__BRIEF__
Keep every word of the entries and print them exactly; the pictures stay out.

[Saved data entries]
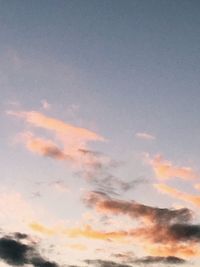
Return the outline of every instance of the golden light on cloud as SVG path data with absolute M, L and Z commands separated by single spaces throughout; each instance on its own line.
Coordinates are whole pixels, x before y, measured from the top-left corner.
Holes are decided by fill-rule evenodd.
M 57 233 L 57 231 L 55 229 L 44 226 L 44 225 L 37 223 L 37 222 L 30 223 L 29 227 L 34 232 L 40 233 L 42 235 L 52 236 L 52 235 L 55 235 Z
M 85 237 L 88 239 L 99 239 L 104 241 L 123 241 L 128 237 L 128 233 L 125 231 L 117 231 L 117 232 L 104 232 L 94 230 L 90 225 L 85 225 L 83 227 L 66 229 L 64 233 L 71 237 Z
M 87 141 L 105 140 L 102 136 L 86 128 L 73 126 L 61 120 L 48 117 L 37 111 L 8 111 L 7 114 L 22 118 L 34 127 L 50 130 L 56 134 L 62 134 L 68 138 L 76 140 L 77 142 L 79 141 L 84 143 Z
M 180 178 L 184 180 L 196 179 L 199 175 L 190 167 L 177 166 L 161 155 L 150 158 L 146 154 L 147 162 L 152 167 L 156 177 L 161 180 Z
M 196 244 L 147 244 L 144 246 L 148 254 L 152 256 L 175 256 L 184 258 L 197 257 L 200 253 L 199 246 Z
M 154 184 L 154 187 L 161 193 L 168 194 L 169 196 L 189 202 L 197 207 L 200 207 L 200 196 L 199 195 L 191 195 L 191 194 L 179 191 L 166 184 Z

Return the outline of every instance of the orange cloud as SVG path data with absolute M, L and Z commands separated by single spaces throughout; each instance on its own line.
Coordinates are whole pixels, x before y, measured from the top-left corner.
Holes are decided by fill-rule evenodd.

__EXERCISE RESULT__
Return the outline of every instance of the golden light on cloud as SVG path data with absolute M, L and Z commands separated by single spaces throughout; each instance on its own line.
Coordinates are whole pixels, x before y, measured from the top-left corner.
Holes are decided by fill-rule evenodd.
M 57 233 L 57 231 L 55 229 L 44 226 L 44 225 L 37 223 L 37 222 L 30 223 L 29 227 L 34 232 L 40 233 L 42 235 L 52 236 L 52 235 L 55 235 Z
M 85 237 L 88 239 L 99 239 L 104 241 L 123 241 L 128 237 L 128 233 L 125 231 L 117 231 L 117 232 L 104 232 L 94 230 L 90 225 L 85 225 L 83 227 L 66 229 L 64 233 L 71 237 Z
M 87 141 L 105 140 L 102 136 L 86 128 L 73 126 L 61 120 L 48 117 L 37 111 L 8 111 L 7 114 L 22 118 L 34 127 L 50 130 L 56 134 L 62 134 L 68 138 L 76 140 L 77 142 L 79 141 L 84 143 Z
M 180 178 L 184 180 L 196 179 L 199 175 L 190 167 L 177 166 L 161 155 L 150 158 L 146 154 L 147 162 L 152 167 L 156 177 L 161 180 Z
M 196 244 L 147 244 L 144 246 L 148 254 L 152 256 L 175 256 L 184 258 L 197 257 L 200 253 L 199 246 Z
M 154 184 L 154 187 L 161 193 L 168 194 L 169 196 L 189 202 L 197 207 L 200 207 L 200 196 L 199 195 L 191 195 L 191 194 L 179 191 L 166 184 Z

Return the outline of every instance of the orange cloud as SVG path data with absolute M, L and Z commands separated by single spaces throughout; each instance on its own line.
Coordinates are whole pixels, x before y, measured from the top-left corner.
Holes are decided by fill-rule evenodd.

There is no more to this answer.